Give Newt Gingrich credit

Give Newt Gingrich credit

It’s tempting to blame Donald J. Trump for the dumpster fire that
the U.S. House of Representatives has become, but that’s unfair.
The House Republican caucus was a smoldering tinderbox of
white grievance, racism, conspiracy-mongering and “Christian”
nationalism before Trump was elected president. He merely
added rocket fuel to the embers.
Many historians and political observers have noted that the GOP
began its descent into the fevered swamplands of white grievance
in the 1960s, after President Lyndon B. Johnson signed historic
civil rights legislation and assigned the Democratic Party the role
of ally to people of color. Republicans quickly noted they could
implicitly assign themselves the role of ally to angry white people.
Starting with Richard Nixon, Republican presidential candidates
have adopted a “Southern strategy” of pandering to white voters
who resented the changes wrought by the civil rights movement.
Trump’s shamelessness allowed him to take the GOP’s brewing
white nationalism from implicit pandering and dog whistles to
explicit denunciations of people of color, “elites,” and the
establishment. He has the grifter’s talent for manipulation, and he
used that to stoke the cinders of racism and resentment that
awaited his particular propellant.

* _Supplied material_
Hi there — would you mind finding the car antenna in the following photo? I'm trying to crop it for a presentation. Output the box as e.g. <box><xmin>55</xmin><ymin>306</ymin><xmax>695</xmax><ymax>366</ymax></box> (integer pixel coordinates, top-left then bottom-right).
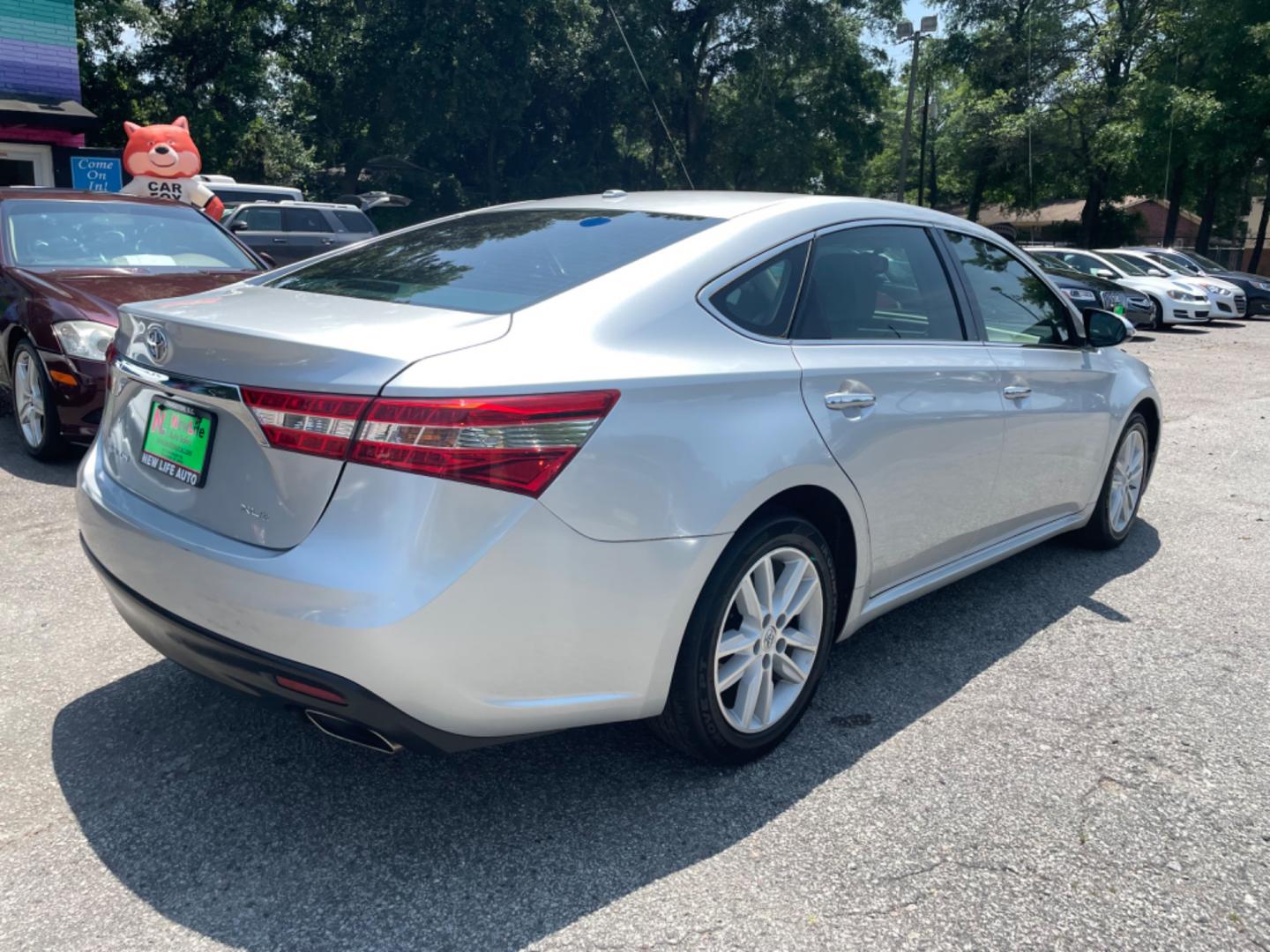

* _Task 1_
In the Gingrich opinion piece, with which Republican presidential candidate did the "Southern strategy" start?
* _Task 2_
Continue the Gingrich opinion piece from the point where it stops.

* _Task output 1_
Richard Nixon

* _Task output 2_
Still, there are others equally deserving of credit — or blame —
for the cynicism and dysfunction which currently engulf the
Republican Party. One person who deserves to be remembered
alongside Trump is Newt Gingrich, who, like the sad Kevin
McCarthy, desperately wanted to be Speaker of the House.
Gingrich, though, was smarter, more cynical and more calculating
that the hapless McCarthy. A narcissist like Trump, he had no
regard for either the duty of elected representatives to pass laws
to aid their constituents or the decorum that had traditionally been
associated with Congress. Gingrich merely wanted to hold power,
and, in order to get it, he was willing to tear down the institution
over which he wished to reside.
Though he was a backbencher from exuburban Atlanta in a
House led by Democrats, Gingrich knew how to gain notice. He

started giving incendiary speeches denouncing Democrats from
the House floor. The chamber was often empty when he gave
those speeches, but C-Span’s cameras were on, recording them.
Viewers didn’t realize the chamber was virtually empty.
And Gingrich went further than merely denouncing his political
rivals for views that differed from his. He pioneered the use of
inflammatory labels for his Democratic colleagues and taught
other Republican House members to do the same. Gingrich
actually held seminars in which he coached GOP colleagues to
describe Democrats with such words as “sick,” “traitors,” “corrupt,”
“bizarre,” “cheat,” “steal,” and “devour.”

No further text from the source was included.